# Work request
Copying each record below exactly is the whole task.

# Recorded data
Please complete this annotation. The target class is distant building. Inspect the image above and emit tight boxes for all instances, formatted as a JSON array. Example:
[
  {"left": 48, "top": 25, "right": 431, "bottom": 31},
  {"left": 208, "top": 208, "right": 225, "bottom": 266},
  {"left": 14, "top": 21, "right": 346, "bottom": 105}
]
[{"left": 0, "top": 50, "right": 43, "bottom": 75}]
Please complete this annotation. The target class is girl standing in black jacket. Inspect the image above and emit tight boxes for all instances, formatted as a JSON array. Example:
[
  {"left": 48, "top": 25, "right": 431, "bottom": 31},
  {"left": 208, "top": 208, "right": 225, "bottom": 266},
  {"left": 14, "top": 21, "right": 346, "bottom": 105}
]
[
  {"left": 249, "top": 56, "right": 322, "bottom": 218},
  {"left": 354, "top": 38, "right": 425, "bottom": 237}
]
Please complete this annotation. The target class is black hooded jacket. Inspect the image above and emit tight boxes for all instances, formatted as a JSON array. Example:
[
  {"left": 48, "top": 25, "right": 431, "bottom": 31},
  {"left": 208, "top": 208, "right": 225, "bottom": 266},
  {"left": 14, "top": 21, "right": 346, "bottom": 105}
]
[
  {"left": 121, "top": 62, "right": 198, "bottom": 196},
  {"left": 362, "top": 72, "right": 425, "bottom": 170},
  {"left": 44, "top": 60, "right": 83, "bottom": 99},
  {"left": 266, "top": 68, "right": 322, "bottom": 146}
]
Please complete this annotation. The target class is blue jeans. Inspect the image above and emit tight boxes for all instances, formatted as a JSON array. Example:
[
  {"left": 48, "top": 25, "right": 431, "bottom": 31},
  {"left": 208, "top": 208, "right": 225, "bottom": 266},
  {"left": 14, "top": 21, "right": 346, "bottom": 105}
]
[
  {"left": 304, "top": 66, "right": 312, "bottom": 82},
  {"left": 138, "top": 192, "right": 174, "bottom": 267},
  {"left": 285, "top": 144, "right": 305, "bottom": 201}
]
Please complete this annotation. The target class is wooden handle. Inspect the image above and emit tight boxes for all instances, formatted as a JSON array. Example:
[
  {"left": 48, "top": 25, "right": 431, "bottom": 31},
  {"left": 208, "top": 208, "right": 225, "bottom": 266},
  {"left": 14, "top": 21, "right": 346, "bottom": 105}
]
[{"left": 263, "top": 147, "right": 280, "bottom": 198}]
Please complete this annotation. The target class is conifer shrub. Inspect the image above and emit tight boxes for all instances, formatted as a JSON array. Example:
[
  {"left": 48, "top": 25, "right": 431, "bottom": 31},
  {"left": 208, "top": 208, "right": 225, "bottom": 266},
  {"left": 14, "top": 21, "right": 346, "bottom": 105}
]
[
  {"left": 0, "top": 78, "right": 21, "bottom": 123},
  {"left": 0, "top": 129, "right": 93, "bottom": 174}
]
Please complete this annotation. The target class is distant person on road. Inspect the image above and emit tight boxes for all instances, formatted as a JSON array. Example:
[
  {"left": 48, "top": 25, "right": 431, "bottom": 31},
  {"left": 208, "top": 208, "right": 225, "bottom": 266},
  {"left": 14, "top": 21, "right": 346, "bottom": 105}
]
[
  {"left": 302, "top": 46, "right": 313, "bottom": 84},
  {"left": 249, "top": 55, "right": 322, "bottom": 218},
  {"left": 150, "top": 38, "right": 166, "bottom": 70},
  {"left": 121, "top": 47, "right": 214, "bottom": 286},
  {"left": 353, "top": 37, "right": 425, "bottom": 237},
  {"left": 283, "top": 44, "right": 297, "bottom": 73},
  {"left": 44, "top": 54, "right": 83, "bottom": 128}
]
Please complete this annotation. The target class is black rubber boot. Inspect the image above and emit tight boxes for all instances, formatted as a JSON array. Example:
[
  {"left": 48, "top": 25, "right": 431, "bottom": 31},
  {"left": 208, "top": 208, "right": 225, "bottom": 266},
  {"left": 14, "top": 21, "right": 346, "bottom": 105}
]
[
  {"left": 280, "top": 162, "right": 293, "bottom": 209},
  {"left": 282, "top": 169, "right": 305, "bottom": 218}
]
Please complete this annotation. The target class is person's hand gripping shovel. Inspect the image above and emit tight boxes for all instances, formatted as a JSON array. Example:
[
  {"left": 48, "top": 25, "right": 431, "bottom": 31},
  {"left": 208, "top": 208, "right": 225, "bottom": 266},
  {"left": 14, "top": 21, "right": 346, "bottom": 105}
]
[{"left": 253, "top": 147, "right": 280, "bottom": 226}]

# Result below
Please complete this annotation. The target class is distant building. Inspect the image above and emit tight boxes for all instances, formatted as a JSON array. Example:
[
  {"left": 48, "top": 25, "right": 431, "bottom": 31},
  {"left": 208, "top": 208, "right": 225, "bottom": 266},
  {"left": 14, "top": 21, "right": 346, "bottom": 105}
]
[{"left": 0, "top": 50, "right": 43, "bottom": 75}]
Please complete this annotation. The target class is girl standing in black jacket. Inspect the image above and emit tight boxes for all instances, formatted as a JSON array. Example:
[
  {"left": 48, "top": 25, "right": 431, "bottom": 31},
  {"left": 208, "top": 208, "right": 225, "bottom": 266},
  {"left": 14, "top": 21, "right": 346, "bottom": 105}
]
[
  {"left": 249, "top": 56, "right": 322, "bottom": 218},
  {"left": 354, "top": 38, "right": 425, "bottom": 237}
]
Please complete this annotation. The target class is black hooded jacket. Inspect the image above and emit tight boxes for all instances, formatted as a JSON array. Example:
[
  {"left": 48, "top": 25, "right": 431, "bottom": 31},
  {"left": 208, "top": 208, "right": 225, "bottom": 266},
  {"left": 14, "top": 21, "right": 346, "bottom": 105}
]
[
  {"left": 121, "top": 62, "right": 198, "bottom": 196},
  {"left": 362, "top": 72, "right": 425, "bottom": 170},
  {"left": 44, "top": 60, "right": 83, "bottom": 99},
  {"left": 266, "top": 68, "right": 322, "bottom": 146}
]
Please complete this annotation. The target class is blue jeans. Inspect the image above and emit tight boxes for all instances, formatted as a JSON array. Example:
[
  {"left": 48, "top": 25, "right": 431, "bottom": 31},
  {"left": 208, "top": 208, "right": 225, "bottom": 266},
  {"left": 14, "top": 21, "right": 346, "bottom": 105}
]
[
  {"left": 304, "top": 66, "right": 312, "bottom": 82},
  {"left": 138, "top": 192, "right": 174, "bottom": 267},
  {"left": 285, "top": 144, "right": 305, "bottom": 201}
]
Please complete this annotation. The target class is wooden handle. Inspect the image above and emit tight boxes for all instances, formatted as a JSON array. Example:
[
  {"left": 48, "top": 25, "right": 431, "bottom": 31},
  {"left": 208, "top": 208, "right": 225, "bottom": 266},
  {"left": 14, "top": 21, "right": 346, "bottom": 105}
]
[{"left": 263, "top": 147, "right": 280, "bottom": 198}]
Please complete this annotation. The target class is conifer shrub. Inspect the image above and emit tight boxes for all instances, formatted as a JSON array. Example:
[
  {"left": 48, "top": 25, "right": 431, "bottom": 31},
  {"left": 208, "top": 208, "right": 225, "bottom": 266},
  {"left": 14, "top": 21, "right": 346, "bottom": 105}
]
[
  {"left": 0, "top": 78, "right": 21, "bottom": 123},
  {"left": 0, "top": 129, "right": 93, "bottom": 174}
]
Please complete this annotation. The target class is distant person on road. Inspect the image above and emit tight boxes for all instances, formatted as a JSON array. Example:
[
  {"left": 48, "top": 25, "right": 431, "bottom": 31},
  {"left": 208, "top": 208, "right": 225, "bottom": 266},
  {"left": 14, "top": 21, "right": 346, "bottom": 105}
]
[
  {"left": 302, "top": 46, "right": 313, "bottom": 84},
  {"left": 249, "top": 55, "right": 322, "bottom": 218},
  {"left": 150, "top": 38, "right": 166, "bottom": 70},
  {"left": 121, "top": 47, "right": 214, "bottom": 286},
  {"left": 353, "top": 37, "right": 425, "bottom": 237},
  {"left": 283, "top": 44, "right": 297, "bottom": 73},
  {"left": 44, "top": 54, "right": 83, "bottom": 128}
]
Please complete this annotation. The target class is black rubber boot. Inspect the image above and emit tight boxes for all instances, formatted as a JSON array. Example:
[
  {"left": 48, "top": 25, "right": 431, "bottom": 31},
  {"left": 208, "top": 208, "right": 225, "bottom": 266},
  {"left": 14, "top": 21, "right": 346, "bottom": 105}
]
[
  {"left": 280, "top": 162, "right": 293, "bottom": 209},
  {"left": 282, "top": 169, "right": 305, "bottom": 218}
]
Please complete this annotation. The target class is person's hand gripping shovel. Inspect the image above and emit tight boxes for all instances, formatted as a JSON array. Example:
[
  {"left": 48, "top": 25, "right": 431, "bottom": 31},
  {"left": 208, "top": 208, "right": 225, "bottom": 266},
  {"left": 14, "top": 21, "right": 346, "bottom": 105}
]
[{"left": 253, "top": 147, "right": 280, "bottom": 226}]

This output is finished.